>> BEGIN Entries shown
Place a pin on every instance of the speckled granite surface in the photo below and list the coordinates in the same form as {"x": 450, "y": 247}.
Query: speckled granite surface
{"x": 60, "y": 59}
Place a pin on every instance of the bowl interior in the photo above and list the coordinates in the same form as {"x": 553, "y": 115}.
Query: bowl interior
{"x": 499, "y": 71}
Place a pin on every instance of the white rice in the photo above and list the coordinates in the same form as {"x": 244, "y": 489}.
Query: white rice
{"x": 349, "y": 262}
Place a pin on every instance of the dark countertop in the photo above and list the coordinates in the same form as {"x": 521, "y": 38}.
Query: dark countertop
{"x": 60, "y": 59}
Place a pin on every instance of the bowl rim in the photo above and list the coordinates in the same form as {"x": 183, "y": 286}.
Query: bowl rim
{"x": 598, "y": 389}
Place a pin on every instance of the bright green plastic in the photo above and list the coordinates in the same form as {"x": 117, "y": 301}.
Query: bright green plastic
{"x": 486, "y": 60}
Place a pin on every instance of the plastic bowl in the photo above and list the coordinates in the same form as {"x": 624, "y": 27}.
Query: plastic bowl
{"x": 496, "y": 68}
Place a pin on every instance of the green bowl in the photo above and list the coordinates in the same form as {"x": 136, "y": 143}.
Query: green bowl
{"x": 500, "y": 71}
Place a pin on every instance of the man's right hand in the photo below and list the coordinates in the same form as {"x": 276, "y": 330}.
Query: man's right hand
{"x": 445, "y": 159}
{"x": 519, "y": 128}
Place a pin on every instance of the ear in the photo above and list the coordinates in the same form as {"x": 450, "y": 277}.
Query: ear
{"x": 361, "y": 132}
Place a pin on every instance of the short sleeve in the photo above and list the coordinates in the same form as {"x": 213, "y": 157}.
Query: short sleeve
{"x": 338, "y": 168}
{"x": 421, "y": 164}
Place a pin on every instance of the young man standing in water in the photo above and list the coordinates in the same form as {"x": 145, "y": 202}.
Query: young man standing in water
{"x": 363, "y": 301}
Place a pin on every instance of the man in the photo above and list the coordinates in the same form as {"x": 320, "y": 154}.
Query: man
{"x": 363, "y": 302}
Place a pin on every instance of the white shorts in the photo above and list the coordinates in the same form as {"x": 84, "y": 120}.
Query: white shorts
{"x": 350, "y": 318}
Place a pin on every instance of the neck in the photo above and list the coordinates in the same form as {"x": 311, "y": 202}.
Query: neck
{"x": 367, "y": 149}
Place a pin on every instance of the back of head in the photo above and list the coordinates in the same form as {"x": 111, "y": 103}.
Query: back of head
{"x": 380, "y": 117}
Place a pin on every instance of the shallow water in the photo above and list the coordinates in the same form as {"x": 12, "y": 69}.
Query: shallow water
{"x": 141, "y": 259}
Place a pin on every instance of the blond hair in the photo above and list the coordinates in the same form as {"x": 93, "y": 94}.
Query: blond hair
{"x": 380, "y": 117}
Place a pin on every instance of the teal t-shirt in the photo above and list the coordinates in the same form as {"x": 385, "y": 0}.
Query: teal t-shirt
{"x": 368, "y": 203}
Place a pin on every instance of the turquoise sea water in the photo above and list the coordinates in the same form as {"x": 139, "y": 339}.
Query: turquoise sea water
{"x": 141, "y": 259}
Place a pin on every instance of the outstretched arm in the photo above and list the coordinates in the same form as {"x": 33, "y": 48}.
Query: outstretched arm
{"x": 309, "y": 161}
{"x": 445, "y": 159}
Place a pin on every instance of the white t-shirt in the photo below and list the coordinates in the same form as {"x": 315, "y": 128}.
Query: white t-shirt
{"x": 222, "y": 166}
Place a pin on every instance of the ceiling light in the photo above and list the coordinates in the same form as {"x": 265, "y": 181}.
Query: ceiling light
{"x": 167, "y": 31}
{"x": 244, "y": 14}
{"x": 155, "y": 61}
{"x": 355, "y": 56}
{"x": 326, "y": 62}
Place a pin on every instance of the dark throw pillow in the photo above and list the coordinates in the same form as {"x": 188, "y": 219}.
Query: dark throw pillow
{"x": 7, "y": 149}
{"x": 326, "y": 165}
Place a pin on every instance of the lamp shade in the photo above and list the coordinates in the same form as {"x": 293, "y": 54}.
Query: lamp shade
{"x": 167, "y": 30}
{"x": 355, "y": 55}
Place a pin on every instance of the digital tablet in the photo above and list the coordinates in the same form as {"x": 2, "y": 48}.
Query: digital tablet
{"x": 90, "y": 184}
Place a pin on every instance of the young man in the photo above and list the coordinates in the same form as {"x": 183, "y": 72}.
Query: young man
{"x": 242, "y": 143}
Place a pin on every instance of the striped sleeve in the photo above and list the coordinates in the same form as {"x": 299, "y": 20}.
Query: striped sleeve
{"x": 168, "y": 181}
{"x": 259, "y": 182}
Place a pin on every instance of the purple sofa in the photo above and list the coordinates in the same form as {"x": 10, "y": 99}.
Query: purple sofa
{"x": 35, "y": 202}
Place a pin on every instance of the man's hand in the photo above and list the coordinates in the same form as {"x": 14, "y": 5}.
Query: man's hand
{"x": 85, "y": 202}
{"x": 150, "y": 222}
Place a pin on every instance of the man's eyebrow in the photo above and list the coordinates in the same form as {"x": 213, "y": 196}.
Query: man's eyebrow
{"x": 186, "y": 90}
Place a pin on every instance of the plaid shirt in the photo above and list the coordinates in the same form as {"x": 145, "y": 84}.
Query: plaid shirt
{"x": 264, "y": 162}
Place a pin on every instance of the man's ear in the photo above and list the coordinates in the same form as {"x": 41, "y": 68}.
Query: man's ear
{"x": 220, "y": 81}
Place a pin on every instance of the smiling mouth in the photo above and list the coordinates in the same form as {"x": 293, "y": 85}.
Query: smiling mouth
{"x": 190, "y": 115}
>> END Entries shown
Directions:
Please arrange the listing above as a Markdown table with two columns, Row and Line. Put one line of the listing in each row, number the rows in order, and leave out blank lines.

Result for this task:
| Row | Line |
|---|---|
| 1 | Place a pin on every instance of the speckled granite surface in the photo below and list the coordinates in the same form as {"x": 450, "y": 247}. |
| 2 | Query: speckled granite surface |
| 3 | {"x": 60, "y": 59} |
| 4 | Place a pin on every instance of the bowl interior in the photo above and list the coordinates in the same form as {"x": 553, "y": 115}. |
| 5 | Query: bowl interior |
| 6 | {"x": 499, "y": 71} |
| 7 | Place a pin on every instance of the white rice in the photo above and list the coordinates in the same form as {"x": 244, "y": 489}. |
| 8 | Query: white rice |
| 9 | {"x": 349, "y": 262} |
| 10 | Place a pin on every instance of the dark countertop in the photo above and list the coordinates in the same form as {"x": 521, "y": 38}. |
| 11 | Query: dark countertop |
| 12 | {"x": 60, "y": 59} |
| 13 | Place a pin on every instance of the bowl rim in the photo above and list the coordinates in the same form as {"x": 183, "y": 286}. |
| 14 | Query: bowl rim |
| 15 | {"x": 598, "y": 389} |
| 16 | Place a pin on every instance of the bright green plastic in the photo above and list the coordinates in the same form as {"x": 117, "y": 301}. |
| 17 | Query: bright green plastic |
| 18 | {"x": 486, "y": 60} |
| 19 | Place a pin on every instance of the plastic bowl in the photo above and list the coordinates in the same form as {"x": 624, "y": 27}. |
| 20 | Query: plastic bowl |
| 21 | {"x": 496, "y": 68} |
| 22 | Place a pin on every instance of the green bowl in the photo above and list the coordinates in the same form as {"x": 136, "y": 143}. |
| 23 | Query: green bowl |
| 24 | {"x": 500, "y": 71} |
| 25 | Place a pin on every instance of the man's right hand in the photo below and list the coordinates in the same form as {"x": 276, "y": 330}. |
| 26 | Query: man's right hand |
| 27 | {"x": 445, "y": 159} |
| 28 | {"x": 519, "y": 128} |
| 29 | Place a pin on every instance of the ear in the photo above and list the coordinates in the same form as {"x": 450, "y": 277}. |
| 30 | Query: ear |
| 31 | {"x": 361, "y": 132} |
| 32 | Place a pin on every instance of the short sleeve in the photo above and list the coordinates in the same form as {"x": 213, "y": 157}. |
| 33 | Query: short sleeve |
| 34 | {"x": 338, "y": 168} |
| 35 | {"x": 421, "y": 164} |
| 36 | Place a pin on every instance of the young man standing in water in the photo above and list the coordinates in the same form as {"x": 145, "y": 202}. |
| 37 | Query: young man standing in water |
| 38 | {"x": 363, "y": 301} |
| 39 | Place a pin on every instance of the man in the photo above and list the coordinates in the same form as {"x": 320, "y": 154}. |
| 40 | Query: man |
| 41 | {"x": 363, "y": 302} |
| 42 | Place a pin on every instance of the white shorts in the photo above and list the coordinates in the same form as {"x": 84, "y": 120}. |
| 43 | Query: white shorts |
| 44 | {"x": 350, "y": 318} |
| 45 | Place a pin on every instance of the neck in the photo above and list the coordinates in the same form as {"x": 311, "y": 202}. |
| 46 | Query: neck |
| 47 | {"x": 367, "y": 149} |
| 48 | Place a pin on every instance of the back of head in the photo above and list the coordinates in the same form as {"x": 111, "y": 103}. |
| 49 | Query: back of head |
| 50 | {"x": 380, "y": 117} |
| 51 | Place a pin on every instance of the shallow water in the photo above and list the coordinates in the same form as {"x": 12, "y": 69}. |
| 52 | Query: shallow water |
| 53 | {"x": 141, "y": 259} |
| 54 | Place a pin on every instance of the blond hair in the photo above and list the coordinates in the same form as {"x": 93, "y": 94}. |
| 55 | Query: blond hair |
| 56 | {"x": 380, "y": 117} |
| 57 | Place a pin on every instance of the teal t-shirt in the photo above and list the coordinates in the same form as {"x": 385, "y": 0}. |
| 58 | Query: teal t-shirt |
| 59 | {"x": 368, "y": 203} |
| 60 | Place a pin on every instance of the turquoise sea water in the photo above and list the coordinates in the same form as {"x": 139, "y": 339}. |
| 61 | Query: turquoise sea water |
| 62 | {"x": 141, "y": 259} |
| 63 | Place a pin on every instance of the outstretched arm in the photo above and list the coordinates in the same form as {"x": 33, "y": 48}. |
| 64 | Query: outstretched arm |
| 65 | {"x": 309, "y": 161} |
| 66 | {"x": 445, "y": 159} |
| 67 | Place a pin on every instance of the white t-shirt in the photo below and list the coordinates in the same form as {"x": 315, "y": 128}. |
| 68 | Query: white t-shirt |
| 69 | {"x": 222, "y": 166} |
| 70 | Place a pin on every instance of the ceiling light in the photo above and list the coordinates in the same form as {"x": 265, "y": 181}. |
| 71 | Query: ceiling light |
| 72 | {"x": 167, "y": 31} |
| 73 | {"x": 244, "y": 14} |
| 74 | {"x": 155, "y": 61} |
| 75 | {"x": 355, "y": 56} |
| 76 | {"x": 326, "y": 62} |
| 77 | Place a pin on every instance of the dark throw pillow in the photo above and list the coordinates in the same form as {"x": 188, "y": 219}. |
| 78 | Query: dark throw pillow |
| 79 | {"x": 7, "y": 149} |
| 80 | {"x": 326, "y": 165} |
| 81 | Place a pin on every instance of the lamp shade in the photo above and list the coordinates in the same form as {"x": 293, "y": 54}. |
| 82 | Query: lamp shade |
| 83 | {"x": 167, "y": 30} |
| 84 | {"x": 355, "y": 55} |
| 85 | Place a pin on every instance of the digital tablet in the photo above and list the coordinates in the same form as {"x": 2, "y": 48}. |
| 86 | Query: digital tablet |
| 87 | {"x": 90, "y": 184} |
| 88 | Place a pin on every instance of the young man in the photo above and list the coordinates in the same form as {"x": 183, "y": 72}. |
| 89 | Query: young man |
| 90 | {"x": 242, "y": 143} |
| 91 | Place a pin on every instance of the striped sleeve in the photo above and list the coordinates in the same form as {"x": 299, "y": 20}. |
| 92 | Query: striped sleeve |
| 93 | {"x": 168, "y": 181} |
| 94 | {"x": 259, "y": 182} |
| 95 | Place a pin on every instance of the purple sofa in the photo above and list the coordinates in the same form as {"x": 10, "y": 99}. |
| 96 | Query: purple sofa |
| 97 | {"x": 35, "y": 202} |
| 98 | Place a pin on every instance of the man's hand in the photo above and list the coordinates in the same form as {"x": 14, "y": 5}. |
| 99 | Query: man's hand |
| 100 | {"x": 85, "y": 202} |
| 101 | {"x": 150, "y": 222} |
| 102 | Place a pin on every instance of the man's eyebrow in the photo above and list the coordinates in the same form as {"x": 213, "y": 196}. |
| 103 | Query: man's eyebrow |
| 104 | {"x": 186, "y": 90} |
| 105 | Place a pin on every instance of the plaid shirt in the photo above and list the coordinates in the same form as {"x": 145, "y": 84}. |
| 106 | Query: plaid shirt |
| 107 | {"x": 264, "y": 162} |
| 108 | Place a pin on every instance of the man's ear in the photo above and list the coordinates in the same form as {"x": 41, "y": 68}. |
| 109 | Query: man's ear |
| 110 | {"x": 220, "y": 81} |
| 111 | Place a pin on every instance of the smiling mouth in the photo above and list the coordinates in the same form as {"x": 293, "y": 85}. |
| 112 | Query: smiling mouth |
| 113 | {"x": 190, "y": 115} |